• WHAT IS NEEDED:
Scan the records for the word "ceiling". Copy each line that includes it.

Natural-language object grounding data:
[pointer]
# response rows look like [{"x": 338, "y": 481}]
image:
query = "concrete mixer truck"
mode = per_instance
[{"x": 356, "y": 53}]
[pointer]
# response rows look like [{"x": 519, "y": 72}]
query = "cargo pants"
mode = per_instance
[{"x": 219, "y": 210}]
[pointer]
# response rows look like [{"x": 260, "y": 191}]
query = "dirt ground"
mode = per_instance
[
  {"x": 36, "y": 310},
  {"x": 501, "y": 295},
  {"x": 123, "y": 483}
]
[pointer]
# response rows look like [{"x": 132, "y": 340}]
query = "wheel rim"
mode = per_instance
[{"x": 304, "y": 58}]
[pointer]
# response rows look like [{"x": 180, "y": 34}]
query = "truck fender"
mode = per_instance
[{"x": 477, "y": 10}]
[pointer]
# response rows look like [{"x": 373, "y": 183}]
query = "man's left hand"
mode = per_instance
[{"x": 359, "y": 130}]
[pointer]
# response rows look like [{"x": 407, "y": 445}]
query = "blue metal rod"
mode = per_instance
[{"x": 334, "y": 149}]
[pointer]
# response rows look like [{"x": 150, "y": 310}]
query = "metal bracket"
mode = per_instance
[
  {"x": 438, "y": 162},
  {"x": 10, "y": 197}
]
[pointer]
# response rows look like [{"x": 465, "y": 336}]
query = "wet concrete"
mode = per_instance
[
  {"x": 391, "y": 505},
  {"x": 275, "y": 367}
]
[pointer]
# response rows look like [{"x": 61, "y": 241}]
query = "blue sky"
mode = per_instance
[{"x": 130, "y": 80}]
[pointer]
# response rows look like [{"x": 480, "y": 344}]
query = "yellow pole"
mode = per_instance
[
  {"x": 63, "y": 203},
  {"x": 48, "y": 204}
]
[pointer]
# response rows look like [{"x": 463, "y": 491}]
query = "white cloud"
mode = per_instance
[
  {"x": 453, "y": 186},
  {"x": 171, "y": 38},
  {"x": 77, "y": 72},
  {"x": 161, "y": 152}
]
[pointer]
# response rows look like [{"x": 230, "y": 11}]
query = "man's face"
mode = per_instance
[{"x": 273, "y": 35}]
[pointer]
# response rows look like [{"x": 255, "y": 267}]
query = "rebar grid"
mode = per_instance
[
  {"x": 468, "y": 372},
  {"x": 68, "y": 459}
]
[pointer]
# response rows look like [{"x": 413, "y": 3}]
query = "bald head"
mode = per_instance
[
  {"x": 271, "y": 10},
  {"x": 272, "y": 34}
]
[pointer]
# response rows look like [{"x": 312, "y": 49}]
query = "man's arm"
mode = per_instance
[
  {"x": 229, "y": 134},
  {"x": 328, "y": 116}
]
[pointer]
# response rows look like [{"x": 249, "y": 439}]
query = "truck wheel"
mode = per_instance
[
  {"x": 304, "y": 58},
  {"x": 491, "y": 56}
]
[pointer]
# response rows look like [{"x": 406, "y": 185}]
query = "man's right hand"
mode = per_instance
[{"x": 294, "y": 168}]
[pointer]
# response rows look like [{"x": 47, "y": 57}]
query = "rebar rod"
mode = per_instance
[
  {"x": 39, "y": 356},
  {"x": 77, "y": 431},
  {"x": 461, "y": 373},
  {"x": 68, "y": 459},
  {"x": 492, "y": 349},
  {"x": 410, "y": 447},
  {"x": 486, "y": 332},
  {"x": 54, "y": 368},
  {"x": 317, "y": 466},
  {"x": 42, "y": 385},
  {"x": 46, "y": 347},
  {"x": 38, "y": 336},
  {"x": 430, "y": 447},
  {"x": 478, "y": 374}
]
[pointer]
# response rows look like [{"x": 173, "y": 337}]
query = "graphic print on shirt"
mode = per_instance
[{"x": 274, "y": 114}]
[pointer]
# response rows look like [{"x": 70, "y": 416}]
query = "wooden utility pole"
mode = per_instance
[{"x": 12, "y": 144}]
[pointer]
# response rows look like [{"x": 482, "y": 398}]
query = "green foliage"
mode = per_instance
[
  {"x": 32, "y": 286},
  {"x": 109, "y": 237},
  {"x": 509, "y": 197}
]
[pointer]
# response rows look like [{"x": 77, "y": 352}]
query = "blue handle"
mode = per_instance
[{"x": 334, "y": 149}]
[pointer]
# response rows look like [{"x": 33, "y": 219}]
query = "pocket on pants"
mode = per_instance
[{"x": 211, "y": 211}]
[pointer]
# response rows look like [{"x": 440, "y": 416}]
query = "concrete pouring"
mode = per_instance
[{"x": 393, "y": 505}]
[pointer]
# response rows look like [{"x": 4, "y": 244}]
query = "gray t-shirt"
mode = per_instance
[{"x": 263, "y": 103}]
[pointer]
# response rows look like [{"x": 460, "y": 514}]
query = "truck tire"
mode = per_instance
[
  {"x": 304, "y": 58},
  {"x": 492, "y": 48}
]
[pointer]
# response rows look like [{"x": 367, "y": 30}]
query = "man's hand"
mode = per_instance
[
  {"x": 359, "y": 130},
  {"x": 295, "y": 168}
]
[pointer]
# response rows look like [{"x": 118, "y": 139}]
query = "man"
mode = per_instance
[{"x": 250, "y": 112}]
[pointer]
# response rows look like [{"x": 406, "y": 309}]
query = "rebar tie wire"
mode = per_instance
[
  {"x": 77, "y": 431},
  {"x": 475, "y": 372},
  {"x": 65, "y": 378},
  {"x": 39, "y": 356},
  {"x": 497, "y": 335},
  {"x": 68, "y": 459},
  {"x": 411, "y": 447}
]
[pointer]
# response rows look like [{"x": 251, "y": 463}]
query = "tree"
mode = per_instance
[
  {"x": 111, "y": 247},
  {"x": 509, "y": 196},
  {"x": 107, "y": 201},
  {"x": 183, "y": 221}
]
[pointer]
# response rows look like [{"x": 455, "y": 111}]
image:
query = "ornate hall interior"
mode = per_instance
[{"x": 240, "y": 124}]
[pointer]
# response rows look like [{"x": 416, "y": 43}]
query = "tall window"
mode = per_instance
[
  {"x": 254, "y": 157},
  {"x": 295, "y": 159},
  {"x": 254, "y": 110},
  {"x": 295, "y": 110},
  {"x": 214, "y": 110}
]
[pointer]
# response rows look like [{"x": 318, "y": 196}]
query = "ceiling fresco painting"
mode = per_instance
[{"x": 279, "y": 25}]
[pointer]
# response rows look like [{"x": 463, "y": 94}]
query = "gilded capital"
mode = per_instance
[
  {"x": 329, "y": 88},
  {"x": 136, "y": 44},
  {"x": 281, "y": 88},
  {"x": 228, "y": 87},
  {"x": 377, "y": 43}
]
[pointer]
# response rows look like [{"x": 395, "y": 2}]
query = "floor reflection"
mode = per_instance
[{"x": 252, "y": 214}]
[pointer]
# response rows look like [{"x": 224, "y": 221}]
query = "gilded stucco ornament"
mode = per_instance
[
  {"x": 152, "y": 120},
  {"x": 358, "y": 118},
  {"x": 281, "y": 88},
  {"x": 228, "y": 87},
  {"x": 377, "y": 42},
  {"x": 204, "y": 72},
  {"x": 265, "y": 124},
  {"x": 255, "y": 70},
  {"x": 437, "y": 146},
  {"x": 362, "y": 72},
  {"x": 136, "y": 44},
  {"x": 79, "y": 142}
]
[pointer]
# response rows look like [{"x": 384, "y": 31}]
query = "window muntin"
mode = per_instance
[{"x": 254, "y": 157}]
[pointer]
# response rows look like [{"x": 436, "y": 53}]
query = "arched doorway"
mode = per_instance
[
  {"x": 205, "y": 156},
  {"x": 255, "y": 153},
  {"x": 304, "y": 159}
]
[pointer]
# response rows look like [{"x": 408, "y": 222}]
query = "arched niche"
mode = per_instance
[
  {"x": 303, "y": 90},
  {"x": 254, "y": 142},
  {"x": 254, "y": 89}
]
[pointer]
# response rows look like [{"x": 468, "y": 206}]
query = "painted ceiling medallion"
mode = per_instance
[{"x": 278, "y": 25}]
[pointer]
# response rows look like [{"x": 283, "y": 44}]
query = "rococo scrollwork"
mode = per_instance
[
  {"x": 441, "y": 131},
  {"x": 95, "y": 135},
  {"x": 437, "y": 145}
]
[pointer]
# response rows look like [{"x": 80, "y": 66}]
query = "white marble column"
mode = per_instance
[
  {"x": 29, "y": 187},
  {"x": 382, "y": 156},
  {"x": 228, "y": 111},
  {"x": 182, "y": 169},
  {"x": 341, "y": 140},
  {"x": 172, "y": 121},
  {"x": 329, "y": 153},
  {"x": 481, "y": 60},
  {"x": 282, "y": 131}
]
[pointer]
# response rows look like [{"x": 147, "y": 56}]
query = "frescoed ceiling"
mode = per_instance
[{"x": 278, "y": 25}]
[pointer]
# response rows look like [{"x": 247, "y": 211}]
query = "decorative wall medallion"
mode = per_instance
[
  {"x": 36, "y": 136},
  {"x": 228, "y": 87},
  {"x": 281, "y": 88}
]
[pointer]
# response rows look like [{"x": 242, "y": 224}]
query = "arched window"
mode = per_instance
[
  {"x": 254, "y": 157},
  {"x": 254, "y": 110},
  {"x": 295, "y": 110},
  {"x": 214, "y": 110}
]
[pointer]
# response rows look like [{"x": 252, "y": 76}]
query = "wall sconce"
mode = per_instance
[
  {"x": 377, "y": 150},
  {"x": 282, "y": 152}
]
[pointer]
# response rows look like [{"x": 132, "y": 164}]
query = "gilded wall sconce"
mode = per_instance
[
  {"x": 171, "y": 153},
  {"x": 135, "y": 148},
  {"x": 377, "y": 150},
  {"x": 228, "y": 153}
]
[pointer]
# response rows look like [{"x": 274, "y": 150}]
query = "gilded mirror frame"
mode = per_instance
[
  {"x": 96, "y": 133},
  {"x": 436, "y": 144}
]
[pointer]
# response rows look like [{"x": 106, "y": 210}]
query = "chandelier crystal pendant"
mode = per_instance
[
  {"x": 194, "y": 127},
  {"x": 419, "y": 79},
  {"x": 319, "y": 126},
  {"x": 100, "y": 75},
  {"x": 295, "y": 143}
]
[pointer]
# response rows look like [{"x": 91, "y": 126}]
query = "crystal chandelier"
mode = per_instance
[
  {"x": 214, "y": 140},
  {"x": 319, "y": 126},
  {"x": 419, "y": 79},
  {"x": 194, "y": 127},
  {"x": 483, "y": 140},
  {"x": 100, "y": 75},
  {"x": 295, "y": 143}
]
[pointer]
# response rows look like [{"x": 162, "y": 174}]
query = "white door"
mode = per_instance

• RESPONSE TO THIS TASK:
query = "ceiling fresco painting"
query = "painted ceiling medallion"
query = "frescoed ceiling"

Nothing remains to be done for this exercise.